This section explores the past, present, and future of technology spend in wealth management.

An extract from The Wealth Mosaic’s recently published white paper, From survival to reinvention: the new playbook for technology spend in wealth management, published in partnership with FA Solutions and IAWMC.

Yesterday — laying the foundations

Covid-19 was a once-in-a-generation shock that exposed the fragility of wealth management’s traditional infrastructure. Before 2020, many firms had postponed digital investment, relying on in-person interactions, physical documentation, and siloed systems. When lockdowns began, those firms were forced into a rapid — and often painful — digital transformation.

Remote enablement

The first wave of spend was directed at enabling remote work and digital servicing. Firms invested in secure collaboration tools, cloud-based productivity suites, and video conferencing capabilities. Advisers who had relied on office-based systems needed secure access from home, while clients demanded virtual access to their portfolios.

Legacy challenges

Legacy IT proved a major barrier. According to PwC’s Digital Banking Survey 2023, a significant proportion of UK wealth managers still operate on more than 10 separate IT systems, many of them incompatible (PwC, 2023). Integration and transformation became unavoidable investment areas.

Compliance drivers

At the same time, compliance costs rose. The FCA’s increased scrutiny on client suitability, reporting, and risk management meant firms had to invest in automated compliance monitoring, document management, and regulatory reporting systems. According to Thomson Reuters’ 2023 Cost of Compliance report, 74 percent of financial institutions globally expected their regulatory compliance budgets to rise year-on-year.

Early cloud adoption

Covid-19 also accelerated the shift to the cloud. Although adoption remained uneven, with many firms reluctant to abandon legacy infrastructure, the scalability and resilience that cloud platforms offered became increasingly attractive. In 2022 McKinsey estimated that financial services firms could reduce infrastructure costs by up to 30 percent through cloud migration.

The continuing push toward automation

Automation became a survival tool. From straight-through processing of transactions to digital onboarding, firms sought efficiency without compromising the personalised service that defines wealth management. The challenge since has been in striking the balance between digital convenience and human trust.

In summary, the Covid-19 era marked the transition from ‘technology as overhead’ to technology as essential infrastructure. But most spend during this period was reactive, focused on business continuity rather than strategic growth.

Today — strategic alignment of spend

Fast-forward to 2025, and the narrative around technology investment has shifted significantly. Firms are no longer spending primarily to maintain operations, but to differentiate, grow, and drive ongoing ROI. Indeed, recent research has suggested that IT budgets in wealth management will increase: 79 percent of wealth managers surveyed in 2024 planned to increase their tech budgets that year. Given the potential increase in spend, it is critical to align budgets to areas of greatest potential impact and return.

"Technology has to be agile. It should be easy to update, simple to extend, and ultimately laser-focused on one outcome: delivering a better client experience."

ROI and optimisation of past investments

Executives consistently noted the need to extract maximum value from pandemic-era transformation programmes. Many firms spent heavily between 2020 and 2022 but did not fully realise the benefits. Today’s focus is on optimisation: driving adoption among advisers, integrating data flows, and ensuring platforms deliver measurable returns.

* EXERCISE GOAL:
Pick up the technology spend in wealth management excerpt after its last sentence and keep writing it. The entries that come next play no part in this.

* RECORD SET:
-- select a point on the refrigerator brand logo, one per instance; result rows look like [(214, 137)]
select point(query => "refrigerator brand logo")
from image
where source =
==
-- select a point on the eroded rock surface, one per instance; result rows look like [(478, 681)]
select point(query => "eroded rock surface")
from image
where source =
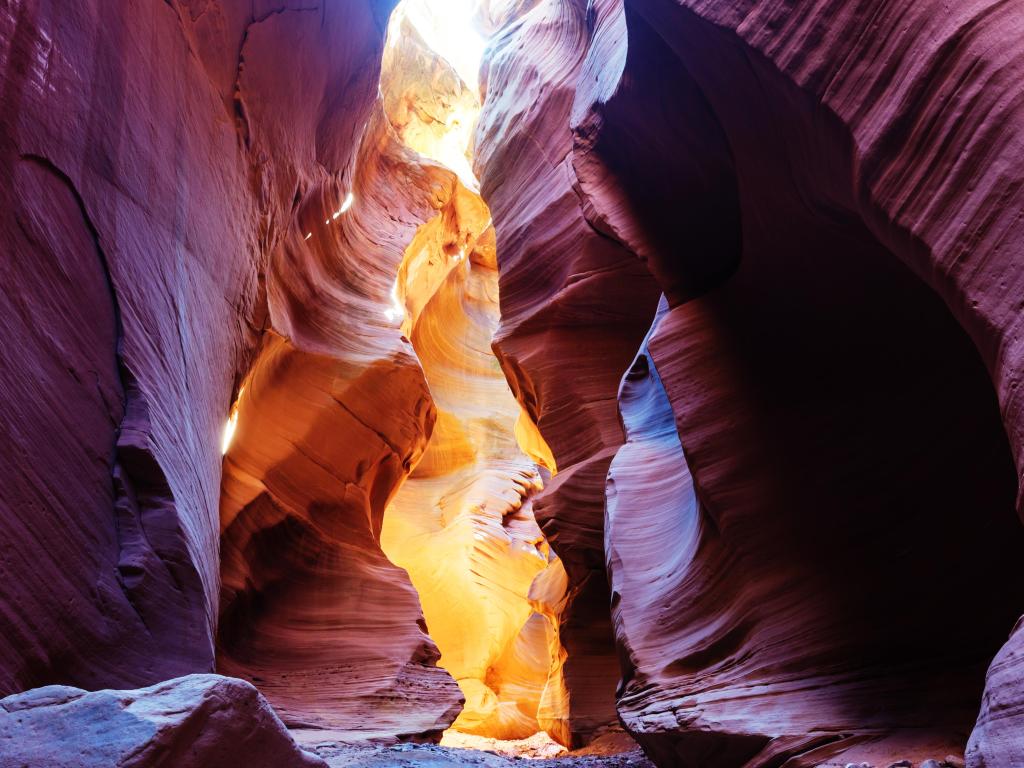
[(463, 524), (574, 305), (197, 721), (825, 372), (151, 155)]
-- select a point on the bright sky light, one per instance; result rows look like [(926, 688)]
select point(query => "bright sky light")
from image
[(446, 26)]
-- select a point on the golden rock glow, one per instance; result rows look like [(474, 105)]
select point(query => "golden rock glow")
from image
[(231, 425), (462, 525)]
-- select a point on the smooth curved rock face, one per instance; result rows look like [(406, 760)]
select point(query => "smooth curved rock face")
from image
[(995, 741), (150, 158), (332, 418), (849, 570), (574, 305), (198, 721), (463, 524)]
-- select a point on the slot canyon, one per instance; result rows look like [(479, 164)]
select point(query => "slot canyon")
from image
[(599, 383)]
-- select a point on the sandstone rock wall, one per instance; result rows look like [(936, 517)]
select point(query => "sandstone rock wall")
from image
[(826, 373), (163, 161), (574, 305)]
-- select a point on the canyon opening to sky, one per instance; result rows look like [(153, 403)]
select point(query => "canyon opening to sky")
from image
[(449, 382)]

* ANSWER TO THIS PROBLEM:
Client-first digital touchpoints

Clients increasingly expect seamless digital experiences. According to Capgemini’s World Wealth Report 2023, 45 percent of high-net-worth individuals globally are dissatisfied with their providers’ digital capabilities. In the UK, wealth managers are prioritising spend on client-facing platforms — from mobile apps to digital dashboards — that deliver real-time insights, personalised advice, and easy transacting.

Adviser enablement

Just as important as client platforms are tools that empower advisers. Digital dashboards, AI-driven risk alerts, and customer relationship management (CRM) systems that integrate behavioural and transactional data, are now core investments. Deloitte’s 2024 Wealth Management Outlook found that firms that deploy advanced analytics see adviser productivity increase by up to 20 percent.

Selective vendor partnerships

A clear theme is firms’ growing reliance on best-of-breed external vendors for non-differentiating capabilities, such as cybersecurity or regulatory reporting, while they focus in-house resources on what sets them apart: adviser-client relationships, bespoke portfolio strategies, and brand trust.

"When vendors retire or stop supporting systems, we face a fundamental decision: do we build the capability ourselves, or do we partner with a new provider? Either way, the goal is to safeguard resilience while moving forward."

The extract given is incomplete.